La remise en cause de ce droit aux Etats-Unis par la Cour suprême américaine, puis les restrictions sévères mises en place par des Etats républicains et d'autres pays conservateurs en Europe, ont incité de nombreuses personnalités politiques et associations à vouloir sécuriser autant que possible ce droit en France.
Le droit à l'avortement est aujourd'hui principalement codifié par la loi Veil de 1975, plusieurs fois amendée et transposée depuis dans d'autres textes. Or, il est en théorie plus facile de réformer la loi ordinaire, avec une majorité parlementaire simple, que la Constitution, qui réclame une majorité des deux tiers au Parlement réuni en Congrès ou une majorité des électeurs français via un référendum. Les droits constitutionnels sont donc plus protégés.
Une loi qui "ne changerait absolument rien"
Mais une inscription en bonne et due forme dans la Constitution ne suffit pas. Comme le rappelle le projet de loi constitutionnelle, c'est "la loi" qui "détermine les conditions dans lesquelles s'exerce" la liberté d'avoir recours à l'IVG. Un législateur qui voudrait réduire l'accès à l'avortement pourrait donc agir à travers la loi ordinaire. C'est en partie pour cette raison qu'Anne Levade, professeure de droit public et présidente de l'association française de droit constitutionnel, écrit dans un article publié sur le Club des juristes que "l'inscription du droit à l'avortement dans la Constitution ne changerait absolument rien à l'état du droit".
Autre raison justifiant ce scepticisme : le droit à l'avortement est déjà "garanti par la jurisprudence du Conseil constitutionnel", rappelait à franceinfo le constitutionnaliste Didier Maus. Même s'il n'est pas mentionné dans le texte suprême, les juges constitutionnels considèrent que le droit à l'avortement découle des droits fondamentaux déjà inclus, sur "le fondement constitutionnel qui est la liberté des femmes, en application de l'article 2 de la Déclaration des droits de l'homme et du citoyen", notait Anne Levade, sur franceinfo. Cet article liste parmi les "droits naturels et imprescriptibles de l'Homme (…) la propriété, la sûreté et la résistance à l'oppression."
Intégrer la liberté d'avorter dans la Constitution permettra au moins de se prémunir contre un revirement de jurisprudence. Mais en pratique, "quand certains droits sont reconnus comme conformes à la Constitution, on ne revient pas ensuite en arrière", ajoutait Didier Maus.

Consigne A:
Recopiez le passage du texte sur l'avortement qui va de "Le droit à l'avortement est aujourd'hui" jusqu'à "donc plus protégés.", en changeant "deux tiers" en "trois cinquièmes".
Consigne B:
Dans le texte sur l'avortement, quels droits sont cités d'après l'article 2 de la Déclaration des droits de l'homme et du citoyen ? Donnez-les tous.
Consigne C:
D'après le texte sur l'avortement, quelle loi codifie aujourd'hui principalement le droit à l'avortement ?
Les enregistrements n'ont aucun rôle ici.

Données enregistrées:
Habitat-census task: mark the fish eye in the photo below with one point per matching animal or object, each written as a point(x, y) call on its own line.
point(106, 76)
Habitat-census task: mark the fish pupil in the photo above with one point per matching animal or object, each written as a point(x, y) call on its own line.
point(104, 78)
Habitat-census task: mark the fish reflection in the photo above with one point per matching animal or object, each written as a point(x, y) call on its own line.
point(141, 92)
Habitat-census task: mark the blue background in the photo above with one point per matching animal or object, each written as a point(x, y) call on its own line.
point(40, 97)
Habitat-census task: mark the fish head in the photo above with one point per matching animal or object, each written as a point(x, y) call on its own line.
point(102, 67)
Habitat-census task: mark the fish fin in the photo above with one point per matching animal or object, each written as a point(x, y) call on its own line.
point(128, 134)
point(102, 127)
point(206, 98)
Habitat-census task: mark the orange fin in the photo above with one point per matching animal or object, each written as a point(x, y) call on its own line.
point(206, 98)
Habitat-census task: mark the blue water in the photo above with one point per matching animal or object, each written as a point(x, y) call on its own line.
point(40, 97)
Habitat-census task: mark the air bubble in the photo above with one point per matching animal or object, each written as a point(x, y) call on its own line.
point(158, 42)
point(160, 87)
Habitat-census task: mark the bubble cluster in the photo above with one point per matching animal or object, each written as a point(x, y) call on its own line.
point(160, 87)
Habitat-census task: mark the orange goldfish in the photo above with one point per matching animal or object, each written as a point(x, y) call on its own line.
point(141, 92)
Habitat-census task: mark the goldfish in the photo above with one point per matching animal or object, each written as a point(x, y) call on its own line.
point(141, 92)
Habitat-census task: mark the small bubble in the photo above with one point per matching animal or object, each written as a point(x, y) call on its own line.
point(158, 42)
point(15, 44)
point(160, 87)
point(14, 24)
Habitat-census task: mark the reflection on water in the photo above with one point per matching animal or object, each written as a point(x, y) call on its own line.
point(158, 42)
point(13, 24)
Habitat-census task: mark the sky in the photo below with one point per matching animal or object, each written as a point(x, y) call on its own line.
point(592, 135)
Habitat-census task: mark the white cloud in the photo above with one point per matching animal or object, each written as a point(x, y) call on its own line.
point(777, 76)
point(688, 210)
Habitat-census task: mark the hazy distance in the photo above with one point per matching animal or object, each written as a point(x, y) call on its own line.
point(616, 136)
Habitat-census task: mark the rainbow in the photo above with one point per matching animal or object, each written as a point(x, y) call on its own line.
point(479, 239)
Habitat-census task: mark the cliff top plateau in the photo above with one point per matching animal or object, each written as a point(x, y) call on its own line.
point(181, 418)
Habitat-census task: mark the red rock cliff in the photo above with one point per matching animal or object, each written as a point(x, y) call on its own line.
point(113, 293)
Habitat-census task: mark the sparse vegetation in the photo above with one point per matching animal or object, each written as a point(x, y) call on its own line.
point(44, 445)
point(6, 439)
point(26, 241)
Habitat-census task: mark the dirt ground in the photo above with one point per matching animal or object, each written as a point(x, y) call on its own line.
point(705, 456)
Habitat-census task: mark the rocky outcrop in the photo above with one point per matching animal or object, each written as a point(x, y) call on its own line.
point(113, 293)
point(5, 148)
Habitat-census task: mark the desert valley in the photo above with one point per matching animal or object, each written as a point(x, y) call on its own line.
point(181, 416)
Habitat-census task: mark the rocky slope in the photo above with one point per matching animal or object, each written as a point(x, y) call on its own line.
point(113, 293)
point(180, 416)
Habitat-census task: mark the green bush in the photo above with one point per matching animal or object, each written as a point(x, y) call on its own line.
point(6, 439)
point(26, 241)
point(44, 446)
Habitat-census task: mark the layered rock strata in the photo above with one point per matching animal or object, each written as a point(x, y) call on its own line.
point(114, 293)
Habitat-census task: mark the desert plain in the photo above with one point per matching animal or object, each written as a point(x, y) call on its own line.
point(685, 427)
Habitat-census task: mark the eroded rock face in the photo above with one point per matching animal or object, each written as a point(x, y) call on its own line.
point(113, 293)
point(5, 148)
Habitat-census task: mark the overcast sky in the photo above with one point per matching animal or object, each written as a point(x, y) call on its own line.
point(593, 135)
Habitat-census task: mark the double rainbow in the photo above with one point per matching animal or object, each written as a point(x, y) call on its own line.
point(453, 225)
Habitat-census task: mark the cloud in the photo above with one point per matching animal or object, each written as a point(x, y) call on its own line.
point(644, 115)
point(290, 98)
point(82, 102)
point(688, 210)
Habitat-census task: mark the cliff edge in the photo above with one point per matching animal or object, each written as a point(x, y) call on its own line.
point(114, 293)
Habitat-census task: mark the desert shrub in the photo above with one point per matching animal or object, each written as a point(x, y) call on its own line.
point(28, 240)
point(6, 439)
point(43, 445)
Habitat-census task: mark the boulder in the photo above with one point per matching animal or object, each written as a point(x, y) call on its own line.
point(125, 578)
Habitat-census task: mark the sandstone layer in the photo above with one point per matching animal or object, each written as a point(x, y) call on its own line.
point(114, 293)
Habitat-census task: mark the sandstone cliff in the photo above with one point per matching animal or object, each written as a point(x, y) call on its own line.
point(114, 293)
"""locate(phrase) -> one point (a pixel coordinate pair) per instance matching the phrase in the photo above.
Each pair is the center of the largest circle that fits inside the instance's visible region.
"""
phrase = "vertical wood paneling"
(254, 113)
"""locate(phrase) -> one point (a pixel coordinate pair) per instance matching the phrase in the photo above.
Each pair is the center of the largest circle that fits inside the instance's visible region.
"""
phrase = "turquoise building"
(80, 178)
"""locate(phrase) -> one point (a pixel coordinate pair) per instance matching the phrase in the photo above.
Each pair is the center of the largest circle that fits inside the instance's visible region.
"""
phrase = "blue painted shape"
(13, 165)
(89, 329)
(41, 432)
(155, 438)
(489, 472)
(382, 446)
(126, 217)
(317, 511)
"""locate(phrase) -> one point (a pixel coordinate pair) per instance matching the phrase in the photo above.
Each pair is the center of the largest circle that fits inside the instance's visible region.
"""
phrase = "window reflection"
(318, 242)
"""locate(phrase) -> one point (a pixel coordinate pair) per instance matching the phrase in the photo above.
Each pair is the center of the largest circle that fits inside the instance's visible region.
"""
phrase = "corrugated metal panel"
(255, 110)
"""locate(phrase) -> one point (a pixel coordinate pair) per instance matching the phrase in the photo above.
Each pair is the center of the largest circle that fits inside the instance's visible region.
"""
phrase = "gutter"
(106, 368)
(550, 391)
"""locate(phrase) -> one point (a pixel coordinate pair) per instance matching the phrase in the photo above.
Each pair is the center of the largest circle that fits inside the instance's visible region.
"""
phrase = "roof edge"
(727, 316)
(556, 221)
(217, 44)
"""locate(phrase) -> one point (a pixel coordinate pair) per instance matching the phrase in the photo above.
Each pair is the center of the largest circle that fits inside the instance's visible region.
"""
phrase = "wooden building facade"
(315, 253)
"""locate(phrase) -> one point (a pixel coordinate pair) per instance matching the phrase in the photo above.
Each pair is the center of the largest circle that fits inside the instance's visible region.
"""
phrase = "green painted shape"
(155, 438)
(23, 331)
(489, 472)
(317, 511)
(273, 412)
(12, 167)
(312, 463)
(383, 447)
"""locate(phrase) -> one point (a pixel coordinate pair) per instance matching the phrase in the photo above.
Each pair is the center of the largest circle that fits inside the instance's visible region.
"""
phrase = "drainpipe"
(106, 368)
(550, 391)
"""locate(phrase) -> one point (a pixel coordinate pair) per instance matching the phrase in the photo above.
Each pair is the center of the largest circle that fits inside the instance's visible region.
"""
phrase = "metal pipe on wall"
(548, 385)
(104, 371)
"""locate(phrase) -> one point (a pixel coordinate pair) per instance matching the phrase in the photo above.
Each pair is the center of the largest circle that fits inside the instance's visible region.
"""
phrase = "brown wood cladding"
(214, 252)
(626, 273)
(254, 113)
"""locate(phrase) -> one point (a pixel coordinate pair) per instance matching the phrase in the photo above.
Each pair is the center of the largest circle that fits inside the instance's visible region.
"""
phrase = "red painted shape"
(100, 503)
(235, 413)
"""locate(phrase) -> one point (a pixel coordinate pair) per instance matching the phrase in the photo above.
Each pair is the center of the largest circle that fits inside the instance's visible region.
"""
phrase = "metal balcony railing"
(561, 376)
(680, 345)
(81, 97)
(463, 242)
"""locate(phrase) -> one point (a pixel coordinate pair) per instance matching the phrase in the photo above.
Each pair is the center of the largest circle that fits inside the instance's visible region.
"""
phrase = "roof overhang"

Votre réponse A:
Le droit à l'avortement est aujourd'hui principalement codifié par la loi Veil de 1975, plusieurs fois amendée et transposée depuis dans d'autres textes. Or, il est en théorie plus facile de réformer la loi ordinaire, avec une majorité parlementaire simple, que la Constitution, qui réclame une majorité des trois cinquièmes au Parlement réuni en Congrès ou une majorité des électeurs français via un référendum. Les droits constitutionnels sont donc plus protégés.

Votre réponse B:
La propriété, la sûreté et la résistance à l'oppression.

Votre réponse C:
La loi Veil de 1975.